> **Stated goal**
Please reproduce the records from the line containing "Find the window" through the end of the records, shifting every polygon outline coordinate by -4 and leaving all other lines unchanged.

-- START Records for the task --

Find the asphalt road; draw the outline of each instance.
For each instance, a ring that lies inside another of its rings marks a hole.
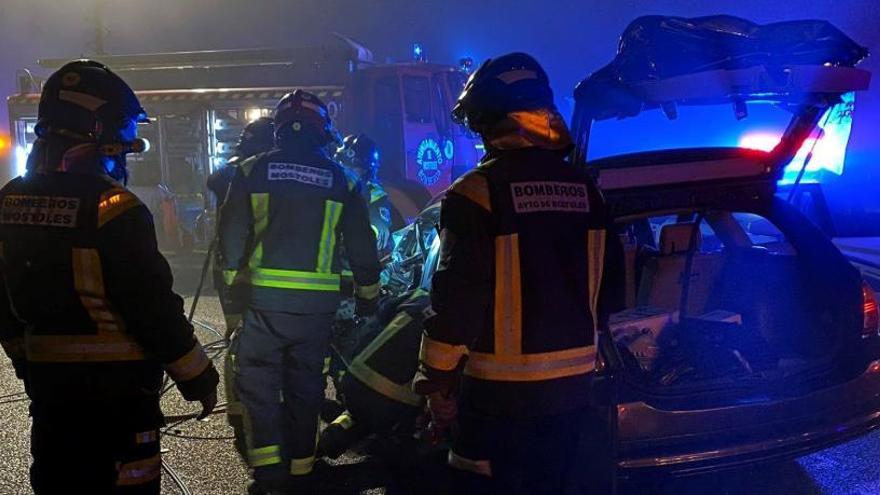
[[[178,289],[191,293],[199,271],[194,259],[173,262]],[[189,303],[191,299],[187,299]],[[187,307],[189,307],[187,305]],[[196,319],[222,329],[217,298],[201,300]],[[203,343],[214,342],[217,335],[198,328]],[[222,367],[222,353],[215,362]],[[5,357],[0,357],[0,495],[29,494],[27,400],[21,393]],[[332,393],[332,390],[330,390]],[[223,401],[221,390],[221,401]],[[195,412],[173,391],[163,398],[166,415]],[[166,429],[163,436],[164,460],[193,494],[229,495],[246,493],[247,471],[238,460],[229,440],[231,429],[222,414],[205,421],[187,421]],[[632,494],[711,494],[711,495],[788,495],[788,494],[880,494],[880,432],[813,454],[772,466],[761,466],[724,475],[678,480],[662,486],[629,487]],[[442,454],[442,453],[441,453]],[[442,455],[441,455],[442,456]],[[368,455],[353,453],[334,461],[319,471],[321,493],[327,494],[433,494],[446,493],[445,470],[435,456],[417,467],[394,469]],[[163,473],[163,494],[183,493]]]

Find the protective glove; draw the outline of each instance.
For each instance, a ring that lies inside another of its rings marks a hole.
[[[376,311],[379,309],[379,298],[374,297],[373,299],[363,299],[356,297],[354,304],[354,312],[358,318],[369,318],[375,315]]]

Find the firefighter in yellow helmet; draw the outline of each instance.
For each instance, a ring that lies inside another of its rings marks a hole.
[[[436,427],[457,419],[455,493],[565,493],[582,468],[594,337],[623,302],[603,286],[623,280],[605,259],[620,245],[592,179],[565,159],[569,131],[532,57],[487,61],[453,115],[487,153],[443,199],[414,388]]]
[[[277,148],[241,165],[220,212],[224,277],[247,287],[244,328],[230,349],[240,403],[230,407],[247,426],[251,493],[313,484],[340,244],[357,313],[375,312],[376,238],[358,184],[328,156],[332,130],[316,96],[286,95],[275,111]]]
[[[37,495],[159,494],[163,369],[216,404],[217,372],[172,292],[147,208],[134,92],[78,60],[46,81],[24,177],[0,191],[0,343],[31,399]]]

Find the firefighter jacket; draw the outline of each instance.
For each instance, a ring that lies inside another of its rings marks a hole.
[[[215,389],[152,217],[121,184],[16,178],[0,190],[0,243],[0,342],[34,402],[158,395],[163,368],[188,400]]]
[[[333,313],[340,302],[340,238],[356,295],[379,294],[376,240],[367,204],[342,166],[319,151],[282,148],[241,165],[220,212],[228,284],[265,311]]]
[[[229,192],[229,185],[232,184],[232,179],[235,177],[235,172],[238,170],[238,164],[240,161],[241,160],[238,159],[238,157],[232,157],[224,167],[215,170],[210,176],[208,176],[208,190],[214,194],[214,200],[216,201],[218,211],[223,205],[223,202],[226,201],[226,195]]]
[[[418,407],[422,397],[412,391],[412,380],[419,367],[422,324],[431,301],[421,289],[402,301],[382,331],[352,359],[343,380],[357,379],[379,395]]]
[[[622,255],[592,179],[563,157],[495,150],[447,192],[416,391],[449,393],[463,373],[460,405],[478,413],[587,403],[595,329],[623,302],[600,286],[621,286]]]

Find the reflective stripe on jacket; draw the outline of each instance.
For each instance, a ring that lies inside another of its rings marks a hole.
[[[364,297],[378,293],[374,239],[357,185],[314,152],[245,161],[220,215],[224,278],[247,284],[249,304],[264,310],[334,311],[343,244]]]
[[[448,389],[460,371],[462,400],[487,414],[584,405],[610,307],[600,286],[615,275],[604,273],[606,225],[591,178],[558,152],[499,152],[453,184],[416,388]]]

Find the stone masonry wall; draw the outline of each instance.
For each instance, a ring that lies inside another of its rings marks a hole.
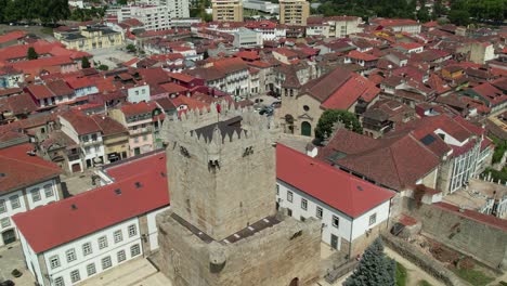
[[[437,205],[416,208],[405,198],[410,213],[421,221],[422,233],[447,247],[493,268],[507,268],[507,232],[500,227],[459,216]]]
[[[210,123],[196,114],[165,127],[172,209],[218,240],[276,211],[273,143],[280,130],[252,110],[227,109],[220,120],[234,116],[243,117],[244,130],[232,136],[191,134]]]
[[[200,240],[171,217],[157,216],[162,263],[174,286],[284,286],[318,278],[321,231],[315,219],[284,217],[278,224],[234,244]]]
[[[381,233],[384,244],[389,246],[394,251],[400,253],[402,257],[412,261],[412,263],[418,265],[433,277],[440,280],[448,286],[467,286],[468,283],[459,280],[451,270],[446,269],[445,265],[425,253],[420,252],[415,246],[410,243],[392,236],[388,233]]]

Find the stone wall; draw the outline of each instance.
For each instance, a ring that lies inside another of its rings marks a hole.
[[[350,258],[354,258],[358,255],[362,255],[364,250],[380,235],[380,232],[386,231],[387,227],[388,221],[385,221],[370,229],[370,231],[367,234],[363,234],[360,237],[352,240],[352,251],[350,252]]]
[[[157,216],[160,271],[174,286],[313,285],[320,274],[321,224],[278,216],[278,224],[232,244],[206,243],[168,210]]]
[[[419,249],[417,249],[417,247],[411,245],[410,243],[387,233],[382,233],[380,236],[382,237],[384,244],[386,246],[396,251],[399,255],[406,258],[424,271],[428,272],[428,274],[438,278],[445,285],[469,285],[468,283],[465,283],[461,280],[459,280],[451,270],[445,268],[443,263],[420,252]]]
[[[405,198],[404,202],[408,213],[421,221],[422,233],[426,236],[468,255],[492,269],[505,270],[507,268],[507,232],[505,229],[478,219],[486,214],[470,210],[459,212],[442,206],[444,206],[443,203],[422,204],[417,208],[412,199]],[[500,221],[490,216],[485,219]]]
[[[242,130],[232,136],[218,129],[211,138],[193,132],[236,116]],[[275,213],[273,143],[280,130],[274,122],[224,104],[220,117],[190,112],[181,121],[165,122],[164,130],[171,207],[178,216],[220,240]]]

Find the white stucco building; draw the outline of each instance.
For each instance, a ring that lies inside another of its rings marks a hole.
[[[61,169],[32,151],[28,143],[0,150],[0,246],[18,238],[14,214],[62,198]]]
[[[39,285],[75,285],[157,249],[155,217],[169,205],[165,161],[164,153],[127,160],[112,168],[110,184],[17,214]]]
[[[89,116],[79,110],[72,110],[58,116],[62,132],[76,142],[81,151],[79,159],[69,161],[69,169],[80,165],[80,170],[91,168],[104,162],[104,141],[99,125]]]
[[[234,32],[233,46],[236,48],[258,48],[262,47],[262,34],[247,29],[239,28],[238,31]]]
[[[322,240],[349,257],[387,227],[393,192],[278,144],[277,205],[289,216],[322,221]]]

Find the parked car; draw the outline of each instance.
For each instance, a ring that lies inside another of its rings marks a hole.
[[[14,285],[16,284],[12,281],[0,282],[0,286],[14,286]]]
[[[271,106],[272,108],[277,108],[277,107],[280,107],[281,105],[282,105],[282,102],[281,102],[281,101],[275,101],[275,102],[273,102],[270,106]]]
[[[272,107],[264,107],[259,112],[260,115],[272,116],[273,108]]]

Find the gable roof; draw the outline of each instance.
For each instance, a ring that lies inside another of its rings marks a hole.
[[[54,162],[27,154],[29,143],[0,150],[0,193],[15,191],[58,176],[62,170]]]
[[[370,139],[340,129],[318,157],[396,191],[415,185],[440,159],[412,136]],[[338,156],[337,156],[338,155]],[[414,158],[418,158],[417,161]]]
[[[67,120],[79,135],[102,131],[99,125],[90,116],[83,115],[78,110],[69,110],[61,114],[60,116]]]
[[[169,205],[166,156],[147,156],[151,164],[126,168],[125,179],[13,217],[36,253],[69,243],[130,218]],[[139,183],[139,186],[136,185]],[[120,190],[121,194],[117,194]],[[74,206],[74,207],[73,207]]]
[[[358,218],[394,196],[393,192],[283,144],[276,145],[276,177],[351,218]]]
[[[298,96],[307,93],[320,101],[324,108],[348,109],[360,98],[370,102],[379,92],[380,89],[369,79],[337,67],[307,82]]]

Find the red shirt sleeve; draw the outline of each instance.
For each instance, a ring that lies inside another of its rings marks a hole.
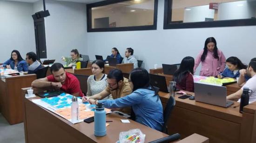
[[[186,79],[186,91],[194,92],[194,78],[192,74],[189,73],[188,74]]]

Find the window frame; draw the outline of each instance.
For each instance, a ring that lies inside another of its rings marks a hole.
[[[164,1],[164,29],[241,26],[256,25],[256,18],[213,21],[168,23],[168,20],[169,19],[171,20],[172,1],[173,0],[165,0]]]
[[[87,32],[114,32],[114,31],[136,31],[136,30],[156,30],[156,23],[157,20],[157,7],[158,0],[154,0],[154,23],[153,25],[135,26],[128,27],[108,27],[101,28],[92,28],[92,8],[98,7],[106,5],[113,4],[116,3],[121,2],[129,0],[108,0],[100,1],[87,4]]]

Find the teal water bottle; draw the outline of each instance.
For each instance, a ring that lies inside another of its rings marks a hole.
[[[96,110],[94,111],[94,135],[102,136],[106,134],[106,111],[104,104],[99,104],[96,105]]]

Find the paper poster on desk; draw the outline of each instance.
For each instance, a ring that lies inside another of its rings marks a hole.
[[[33,99],[35,104],[56,114],[67,119],[73,124],[71,121],[71,104],[73,95],[63,93],[60,95],[50,98],[44,98],[38,99]],[[83,103],[80,98],[77,99],[79,105],[79,121],[83,122],[86,118],[94,116],[95,105],[91,105],[88,103]],[[106,113],[110,112],[111,110],[105,108]]]

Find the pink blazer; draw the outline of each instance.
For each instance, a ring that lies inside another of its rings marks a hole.
[[[202,50],[195,59],[194,72],[201,62],[201,56],[203,52]],[[213,52],[208,51],[204,62],[202,63],[202,68],[200,75],[202,76],[216,76],[222,72],[226,66],[226,58],[222,52],[218,49],[219,60],[213,57]]]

-- END Records for the task --

> **Full solution**
Find the window frame; draw the outline of each instance.
For each instance, a ring that lies inside another of its rings marks a hole.
[[[160,-3],[160,25],[237,22],[252,21],[252,14],[209,17],[164,19],[164,16],[165,15],[167,16],[168,-3],[169,-4],[161,-4]]]
[[[83,28],[110,28],[110,27],[132,27],[132,26],[152,26],[152,19],[153,16],[153,3],[154,-4],[150,-4],[150,19],[149,21],[131,22],[124,23],[104,23],[97,24],[88,24],[88,4],[94,3],[102,1],[109,0],[112,-1],[117,-2],[125,-4],[104,-4],[96,-3],[83,0]]]

Find the teal water bottle; draw the outline of each instance.
For each instance, a ring that lies inside another of its rings marks a hole.
[[[92,106],[90,107],[90,131],[98,132],[102,130],[102,107],[100,100],[95,100],[92,101]]]

Find the paper poster on desk; draw the outline of each instance.
For each instance, a ring that lies inside another of its rings marks a hole.
[[[29,95],[31,100],[52,110],[63,115],[69,120],[67,117],[67,100],[69,91],[59,89],[56,91],[46,94],[40,94],[34,95]],[[79,99],[76,94],[73,95],[75,101],[75,117],[79,118],[82,114],[90,112],[91,101],[87,101],[84,99]],[[102,109],[106,108],[107,106],[101,104]]]

Find the pink blazer; draw the outline of each instance.
For each instance, a ring that lies inside another of its rings marks a hole.
[[[198,46],[191,55],[190,68],[197,58],[197,52],[199,48]],[[209,48],[204,47],[200,58],[198,59],[198,64],[196,71],[198,72],[212,72],[218,68],[222,62],[222,54],[218,48],[214,45],[215,56],[209,53]]]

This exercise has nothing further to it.